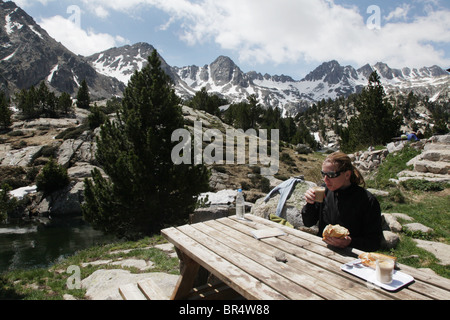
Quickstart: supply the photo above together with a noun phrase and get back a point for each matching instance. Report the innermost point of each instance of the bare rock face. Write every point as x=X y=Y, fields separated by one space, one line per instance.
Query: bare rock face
x=433 y=164
x=292 y=209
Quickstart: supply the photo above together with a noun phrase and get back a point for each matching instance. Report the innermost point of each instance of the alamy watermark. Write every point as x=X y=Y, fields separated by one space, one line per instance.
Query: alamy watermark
x=230 y=150
x=374 y=21
x=74 y=281
x=75 y=12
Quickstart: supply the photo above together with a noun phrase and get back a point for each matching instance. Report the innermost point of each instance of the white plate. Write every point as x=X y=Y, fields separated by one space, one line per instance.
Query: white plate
x=400 y=279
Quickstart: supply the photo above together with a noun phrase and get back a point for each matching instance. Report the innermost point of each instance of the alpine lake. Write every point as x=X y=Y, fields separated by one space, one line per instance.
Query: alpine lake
x=29 y=245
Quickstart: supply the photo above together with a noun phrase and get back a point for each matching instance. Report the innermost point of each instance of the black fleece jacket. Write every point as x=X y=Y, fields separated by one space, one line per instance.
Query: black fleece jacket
x=354 y=208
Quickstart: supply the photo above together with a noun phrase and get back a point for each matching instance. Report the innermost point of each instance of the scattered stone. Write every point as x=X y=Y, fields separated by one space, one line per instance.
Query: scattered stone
x=440 y=250
x=402 y=216
x=389 y=222
x=104 y=284
x=413 y=227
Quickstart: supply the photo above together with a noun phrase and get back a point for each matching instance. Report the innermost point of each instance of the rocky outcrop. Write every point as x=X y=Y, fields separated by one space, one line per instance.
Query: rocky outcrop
x=433 y=164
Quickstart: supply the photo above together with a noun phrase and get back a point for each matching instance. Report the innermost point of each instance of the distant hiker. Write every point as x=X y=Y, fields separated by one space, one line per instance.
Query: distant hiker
x=412 y=137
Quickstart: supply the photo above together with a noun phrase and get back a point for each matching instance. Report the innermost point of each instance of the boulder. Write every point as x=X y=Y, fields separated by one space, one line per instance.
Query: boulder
x=65 y=202
x=390 y=223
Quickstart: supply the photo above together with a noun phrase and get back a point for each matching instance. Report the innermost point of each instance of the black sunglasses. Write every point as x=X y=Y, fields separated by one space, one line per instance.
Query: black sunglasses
x=331 y=174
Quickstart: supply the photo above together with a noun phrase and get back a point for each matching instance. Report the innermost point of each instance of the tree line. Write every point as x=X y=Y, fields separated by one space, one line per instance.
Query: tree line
x=38 y=102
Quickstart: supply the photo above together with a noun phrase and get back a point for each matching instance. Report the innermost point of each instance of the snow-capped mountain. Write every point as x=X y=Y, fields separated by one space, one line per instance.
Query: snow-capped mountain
x=223 y=77
x=28 y=56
────
- WHAT TO PRODUCE -
Take every line from the one containing "of the distant" to the end of the listing and output it exactly, with nothing else.

- SOLVED EXERCISE -
Quickstart: supply the photo above together with a noun phrase and get back a point for each matching instance. Report the innermost point of each instance of the distant hiker. Write every point as x=X y=Y, fields separated by one space, one line per instance.
Query: distant hiker
x=412 y=137
Quickstart: supply the photo above together with a noun phrase and get back a point for each matching instance. Report the innermost point of each instance of the boulder. Write every point as x=X y=Y, fields separated by one space, one line per instance.
Query: boulder
x=65 y=202
x=390 y=223
Quickstart: supply the photo above together with a noun phrase and get back a point for each matching instance. Report the innermost point of each instance of the black sunglasses. Write every point as x=X y=Y, fields separated by one space, one line per instance.
Query: black sunglasses
x=331 y=174
Quickstart: supply the photo above together with a noun phrase and get back a point for each matching instance. Report the innermost point of each instance of the tree line. Write every point as x=X y=Y, fields separated by one space, one line per instance.
Query: tree line
x=38 y=102
Quickstart: supply the photo above together with a noun phrase and get back a point for each matching instance. Report the innermost point of each instance of the snow-capped mountain. Write every point as x=X y=Y, fields separated by one space, one line per instance.
Query: snow-capped mountain
x=223 y=77
x=28 y=56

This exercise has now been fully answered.